» **YOUR INSTRUCTIONS**: Can you reproduce all of the records below word for word, leaving out the pictures?

» **PROVIDED DATA**:
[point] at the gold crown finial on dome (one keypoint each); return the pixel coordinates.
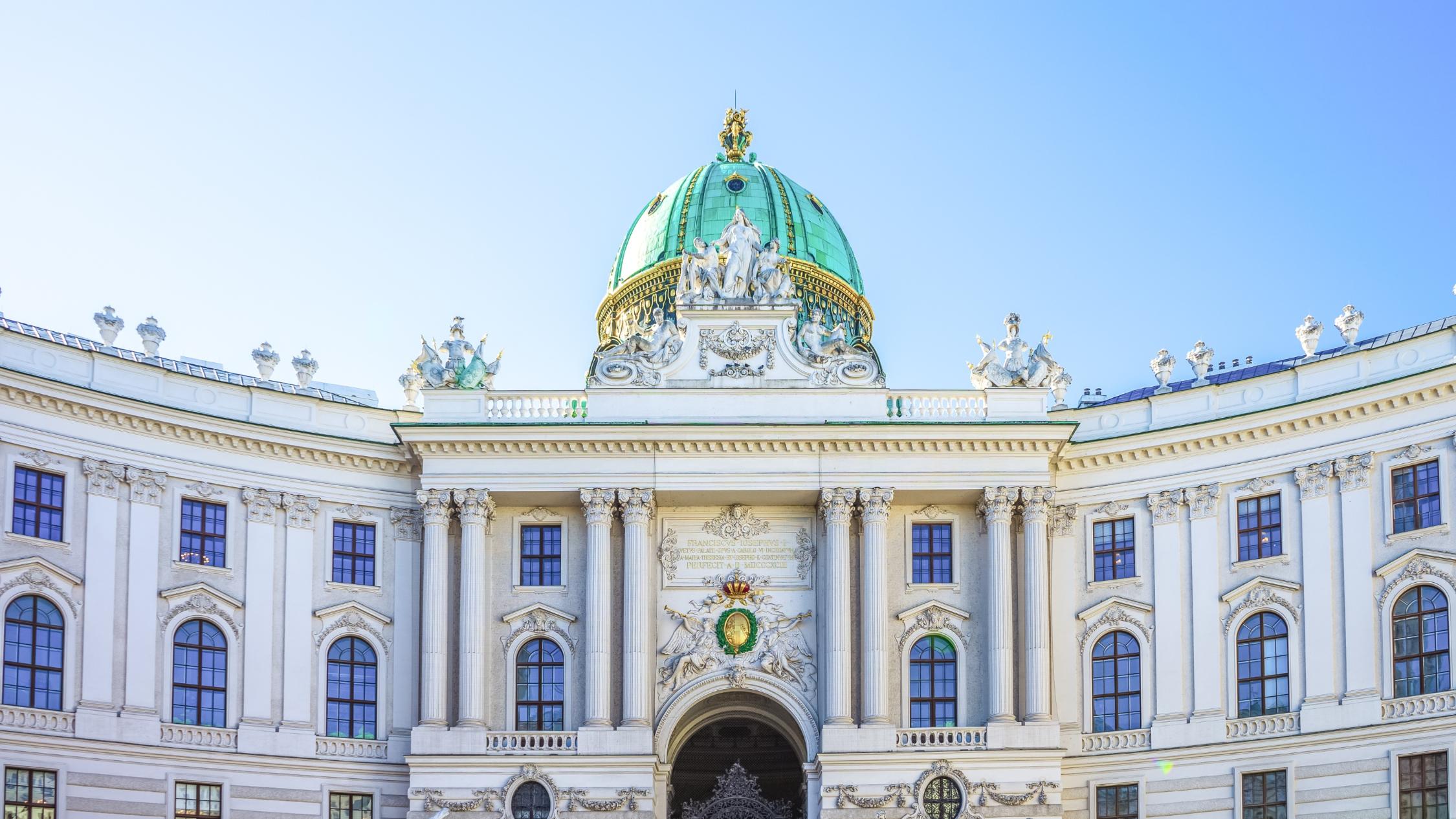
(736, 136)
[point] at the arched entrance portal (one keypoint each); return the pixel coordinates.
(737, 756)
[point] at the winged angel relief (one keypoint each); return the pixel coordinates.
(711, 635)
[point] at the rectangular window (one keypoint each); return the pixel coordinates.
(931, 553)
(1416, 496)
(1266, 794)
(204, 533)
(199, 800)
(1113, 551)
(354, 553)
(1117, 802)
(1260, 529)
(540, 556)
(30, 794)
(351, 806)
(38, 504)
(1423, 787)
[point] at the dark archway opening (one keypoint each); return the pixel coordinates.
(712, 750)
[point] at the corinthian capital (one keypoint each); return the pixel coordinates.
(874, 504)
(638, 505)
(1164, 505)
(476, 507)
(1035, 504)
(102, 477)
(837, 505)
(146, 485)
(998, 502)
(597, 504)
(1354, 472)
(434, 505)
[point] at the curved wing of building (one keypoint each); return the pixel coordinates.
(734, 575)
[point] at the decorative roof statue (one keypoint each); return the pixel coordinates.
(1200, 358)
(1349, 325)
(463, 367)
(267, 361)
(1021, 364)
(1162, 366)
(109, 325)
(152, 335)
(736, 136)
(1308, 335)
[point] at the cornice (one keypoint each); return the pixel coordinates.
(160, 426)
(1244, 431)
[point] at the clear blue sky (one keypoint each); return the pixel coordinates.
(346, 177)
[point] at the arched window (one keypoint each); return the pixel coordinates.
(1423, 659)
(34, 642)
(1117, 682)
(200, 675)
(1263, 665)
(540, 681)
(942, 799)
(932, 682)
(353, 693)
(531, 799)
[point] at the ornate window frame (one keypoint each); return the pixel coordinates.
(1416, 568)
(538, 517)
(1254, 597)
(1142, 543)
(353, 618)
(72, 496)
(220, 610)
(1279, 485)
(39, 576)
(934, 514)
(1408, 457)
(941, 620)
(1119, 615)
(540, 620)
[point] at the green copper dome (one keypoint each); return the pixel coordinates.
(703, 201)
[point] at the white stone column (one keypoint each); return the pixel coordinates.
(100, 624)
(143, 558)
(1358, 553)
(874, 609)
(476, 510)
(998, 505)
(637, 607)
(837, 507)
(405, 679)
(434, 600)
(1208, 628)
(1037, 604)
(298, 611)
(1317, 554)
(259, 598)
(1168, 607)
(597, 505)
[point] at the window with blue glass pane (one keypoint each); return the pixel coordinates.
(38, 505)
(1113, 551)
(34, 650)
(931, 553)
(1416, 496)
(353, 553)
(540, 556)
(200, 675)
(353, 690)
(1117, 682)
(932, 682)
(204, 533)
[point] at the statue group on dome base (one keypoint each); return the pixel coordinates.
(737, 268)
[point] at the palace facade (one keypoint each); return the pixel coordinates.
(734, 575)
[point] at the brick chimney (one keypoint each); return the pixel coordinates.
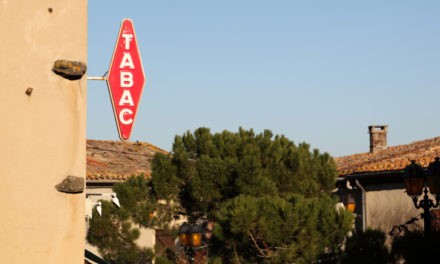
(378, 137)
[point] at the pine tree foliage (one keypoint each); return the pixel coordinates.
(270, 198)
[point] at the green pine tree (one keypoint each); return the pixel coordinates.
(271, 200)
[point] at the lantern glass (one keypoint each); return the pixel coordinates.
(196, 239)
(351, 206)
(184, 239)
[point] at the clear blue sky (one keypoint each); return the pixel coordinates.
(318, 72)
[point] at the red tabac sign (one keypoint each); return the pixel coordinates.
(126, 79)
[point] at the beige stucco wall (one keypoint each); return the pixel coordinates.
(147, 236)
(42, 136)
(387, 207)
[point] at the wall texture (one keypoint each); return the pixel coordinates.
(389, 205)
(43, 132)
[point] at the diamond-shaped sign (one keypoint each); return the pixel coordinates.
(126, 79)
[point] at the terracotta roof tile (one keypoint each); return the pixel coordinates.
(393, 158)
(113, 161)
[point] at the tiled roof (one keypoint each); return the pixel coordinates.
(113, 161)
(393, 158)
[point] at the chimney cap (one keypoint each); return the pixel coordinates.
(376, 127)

» **ANSWER FOR THIS EXERCISE**:
[point] at the gold crown finial on dome (one keypoint each); return the pixel coordinates.
(736, 136)
[point] at the arched entrance portal (one keypoint each); return the pixel coordinates.
(737, 756)
[point] at the winged angel relief (one keypoint each); return the pixel coordinates.
(711, 635)
[point] at the rectangular window (one keypoint each); return the pixel coordinates.
(931, 553)
(1416, 496)
(1266, 794)
(204, 533)
(199, 800)
(1113, 551)
(354, 553)
(1117, 802)
(1260, 529)
(540, 556)
(30, 794)
(351, 806)
(38, 504)
(1423, 787)
[point] at the dark archway opening (one keypoint each); return the pixel coordinates.
(712, 750)
[point] at the corinthian capital (one keypoint each); return the pixel coordinates.
(874, 504)
(638, 505)
(1164, 505)
(476, 507)
(1035, 504)
(102, 477)
(837, 505)
(146, 485)
(998, 502)
(597, 504)
(1354, 472)
(434, 505)
[point] at the curved wing of building (one keypoint each); return the pixel coordinates.
(734, 575)
[point] at the decorative roof statue (one keypoint each); return the pixel coordinates.
(1200, 358)
(1349, 325)
(463, 367)
(267, 361)
(1021, 364)
(1162, 366)
(109, 325)
(152, 335)
(736, 136)
(1308, 335)
[point] at the cornice (one keypoint each); return the pixel coordinates.
(160, 426)
(1244, 431)
[point] at the clear blue sky (one keypoint each); return the pixel coordinates.
(346, 177)
[point] at the arched window (one keypoint each); return the pixel coordinates.
(1423, 659)
(34, 642)
(1117, 682)
(200, 675)
(1263, 665)
(540, 681)
(942, 799)
(932, 682)
(353, 693)
(531, 799)
[point] at the ornate window frame (one keypoint each); return the pixel coordinates.
(1416, 568)
(538, 517)
(1254, 597)
(1142, 543)
(353, 618)
(72, 496)
(220, 610)
(1279, 485)
(39, 576)
(934, 514)
(1408, 457)
(941, 620)
(1119, 615)
(540, 620)
[point] at the green copper dome (one keypoint each); return the pixel coordinates.
(703, 201)
[point] at the white stone column (one keypoint each); return the pixel coordinates.
(100, 624)
(143, 558)
(1358, 553)
(874, 609)
(476, 510)
(998, 505)
(637, 607)
(837, 507)
(405, 679)
(434, 600)
(1208, 628)
(1037, 604)
(298, 611)
(1317, 554)
(259, 598)
(1168, 607)
(597, 505)
[point] at the window with blue glass pane (one keypoint each); return the pixel coordinates.
(38, 505)
(1113, 551)
(34, 650)
(931, 553)
(1416, 496)
(353, 553)
(540, 556)
(200, 675)
(353, 690)
(1117, 682)
(932, 682)
(204, 533)
[point] at the statue group on dome base (one keypoint each); return the pixel coordinates.
(737, 268)
[point] at the palace facade (one keypoint each); return the pixel coordinates.
(734, 575)
[point] at the brick chimney (one keypoint each); return the pixel coordinates.
(378, 137)
[point] at the pine tree foliage (one keypoint each); return the pixel coordinates.
(270, 198)
[point] at the green pine tree (one keypoint each); return the pixel coordinates.
(271, 200)
[point] at the lantern glass (one keypoint each); return the pixel coordinates.
(196, 239)
(351, 206)
(184, 239)
[point] at the clear blue sky (one keypoint each); return the pixel coordinates.
(318, 72)
[point] at the red tabac sign (one keypoint each); return the pixel coordinates.
(126, 79)
[point] at the beige stucco wall (one keypoint each); return the pixel coordinates.
(147, 236)
(42, 136)
(387, 207)
[point] at the wall texture (one keypoint each); return the pixel coordinates.
(389, 205)
(43, 132)
[point] at the diamond-shaped sign (one keypoint each); return the pixel coordinates.
(126, 79)
[point] at the terracotta roof tile (one keypoint each); return the pixel coordinates.
(393, 158)
(113, 161)
[point] at the tiled roof (one keypoint each); return the pixel coordinates.
(113, 161)
(393, 158)
[point] at the chimney cap (one keypoint each); return the pixel coordinates.
(376, 127)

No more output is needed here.